DIE AUFGABENSTELLUNG | Fassen Sie den Absatz des Textausschnitts zur Budgetdebatte, der mit „Die Budgetdebatte ist zwar denkbar ungeeignet“ beginnt, als knappe Stichpunktliste zusammen. Die wichtigsten Fakten sollen dabei erhalten bleiben.

Rituelle Handlungen:

Die Budgetdebatte ist zwar denkbar ungeeignet, Feierlaune unter den Parlamentariern oder gar dem Gros der Steuerzahler zu verbreiten. Dennoch haftet dem Prozedere etwas Rituelles an, wie dies auch gestern zu beobachten war. Aber der Reihe nach: Nach dem Bericht des GPK-Präsidenten über die Kommissionsberatungen zum Voranschlag beginnt der Reigen der Erstbeurteilungen des vorgelegten städtischen Zahlensalats durch die Fraktionen. Diese Einschätzungen tönen jedes Jahr ähnlich: Während sich alle Fraktionen in ihren Erklärungen redlich darum bemühen, dem Stadtrat und der Verwaltung für ihre Anstrengungen zu danken, gehen die Beurteilungen im Detail rasch auseinander. So negiert die Linke – und dies mit bemerkenswerter Hartnäckigkeit – den Ernst der finanziellen Lage und kündigt munter weitere Forderungen an, die auf zusätzliche Ausgaben abzielen. Aus den Ankündigungen werden Anträge, die dann vom Rest des Parlaments abgelehnt werden. Die SVP ihrerseits reklamiert – wie dies zwischenzeitlich ja auf allen Staatsebenen zur Mode geworden ist – die alleinige Wahrheit für sich und brüstet sich damit, die einzige Partei zu sein, die wirklich sparen will. Nur werde sie auch von ihren bürgerlichen Mitstreitern regelmässig eingebremst. Die CVP schliesslich pendelt irgendwo in der Mitte des Parteienspektrums und klammert sich an die vorweihnächtliche Hoffnung auf ein weiteres Finanzwunder. Um den bürgerlichen Teil der eigenen Klientel nicht vor den Kopf zu stossen, anerkennt sie grundsätzlich den Ernst der (finanziellen) Lage. Und die FDP? Auch unsere Partei wiederholt jedes Jahr ihre Überzeugung. Wir betonen, dass der Selbstfinanzierungsgrad bei den Investitionen von lediglich 57% zu niedrig und der Aufwandüberschuss (sprich das Defizit) von heuer 6,6 Mio. Franken zu hoch ist. Dies gilt umso mehr, als die Verschuldung der Stadt nun wieder angewachsen ist, was auch das strukturelle Defizit von 20 Mio. Franken weiter nährt.

BEREITGESTELLTE DATEN |
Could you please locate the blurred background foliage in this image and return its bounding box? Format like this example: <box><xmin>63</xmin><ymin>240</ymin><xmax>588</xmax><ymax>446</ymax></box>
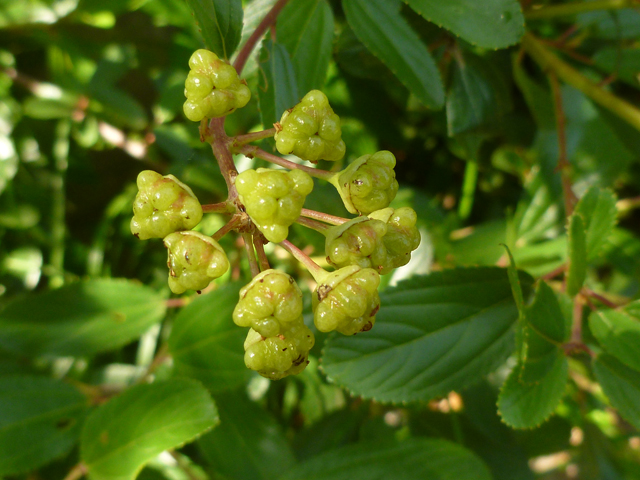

RICHTIGE LÖSUNG |
- Die Budgetdebatte stimmt nicht feierlich, hat aber etwas Rituelles.
- Ablauf: Zuerst berichtet der GPK-Präsident über die Kommissionsberatungen zum Voranschlag. Danach geben die Fraktionen ihre ersten Einschätzungen ab.
- Jedes Jahr klingen diese Einschätzungen ähnlich: Alle danken Stadtrat und Verwaltung, im Detail gehen die Urteile aber auseinander.
- Linke: bestreitet hartnäckig den Ernst der Finanzlage und kündigt weitere Ausgabenforderungen an. Die daraus entstehenden Anträge lehnt der Rest des Parlaments ab.
- SVP: beansprucht die alleinige Wahrheit und sieht sich als einzige Partei mit echtem Sparwillen, die von ihren bürgerlichen Mitstreitern regelmässig eingebremst werde.
- CVP: steht in der Mitte und hofft auf ein weiteres Finanzwunder. Mit Rücksicht auf ihre bürgerliche Klientel anerkennt sie grundsätzlich den Ernst der Lage.
- FDP („unsere Partei“): Der Selbstfinanzierungsgrad der Investitionen ist mit 57 % zu niedrig, das Defizit von 6,6 Mio. Franken zu hoch. Die wieder gewachsene Verschuldung nährt zudem das strukturelle Defizit von 20 Mio. Franken.